- **SHORT EXERCISE**
Put the lines below into a Markdown table with a "Row" column for the row number and a "Line" column for the line, leaving out blank lines. Do not include the pictures in your answer.

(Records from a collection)
>>
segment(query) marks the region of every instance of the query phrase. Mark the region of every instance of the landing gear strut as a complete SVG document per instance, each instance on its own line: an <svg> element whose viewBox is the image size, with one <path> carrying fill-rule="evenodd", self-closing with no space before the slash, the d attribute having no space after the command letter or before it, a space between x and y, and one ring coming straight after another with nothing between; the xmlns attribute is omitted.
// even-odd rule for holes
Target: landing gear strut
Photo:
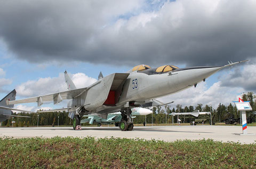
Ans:
<svg viewBox="0 0 256 169"><path fill-rule="evenodd" d="M75 115L73 118L73 129L74 130L82 130L80 125L81 117L79 115Z"/></svg>
<svg viewBox="0 0 256 169"><path fill-rule="evenodd" d="M131 111L129 108L122 112L122 119L119 123L119 127L121 131L132 131L133 129L131 114Z"/></svg>

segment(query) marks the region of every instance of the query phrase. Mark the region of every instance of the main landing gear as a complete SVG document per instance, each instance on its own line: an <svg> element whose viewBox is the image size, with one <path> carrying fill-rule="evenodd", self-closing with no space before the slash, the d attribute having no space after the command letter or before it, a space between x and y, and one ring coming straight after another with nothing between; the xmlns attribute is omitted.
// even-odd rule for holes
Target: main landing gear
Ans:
<<
- **ANSWER BELOW**
| Row | Line |
|---|---|
| 1 | segment(query) marks the region of every instance of the query phrase. Mark the region of every instance of the landing gear strut as a complete SVG document per instance, each instance on its own line: an <svg> element whose viewBox is the image size, with one <path> carrying fill-rule="evenodd", self-closing with no space before the slash, the d attribute having no space after the command letter or before it, a space between x and y, and one ring coming straight after another with nothing between; the xmlns attribute is omitted. |
| 2 | // even-odd rule for holes |
| 3 | Target: landing gear strut |
| 4 | Photo: |
| 5 | Ans: |
| 6 | <svg viewBox="0 0 256 169"><path fill-rule="evenodd" d="M75 115L73 118L73 129L74 130L82 130L80 125L81 117L79 115Z"/></svg> |
| 7 | <svg viewBox="0 0 256 169"><path fill-rule="evenodd" d="M131 111L129 108L122 112L122 119L119 123L119 127L121 131L132 131L133 129L131 114Z"/></svg> |
| 8 | segment(query) marks the region of every instance of the query phrase. Mark the region of every instance of the main landing gear as a complete SVG document per instance, each instance on its own line: an <svg> element whose viewBox is the image size, with one <path> carrying fill-rule="evenodd", self-closing with no space before the slash, the d attribute having no space after the command letter or before it, a space between x and y, and one ring coming straight after another with nothing between; the xmlns attribute is omitted. |
| 9 | // even-odd rule for holes |
| 10 | Target: main landing gear |
| 11 | Ans: |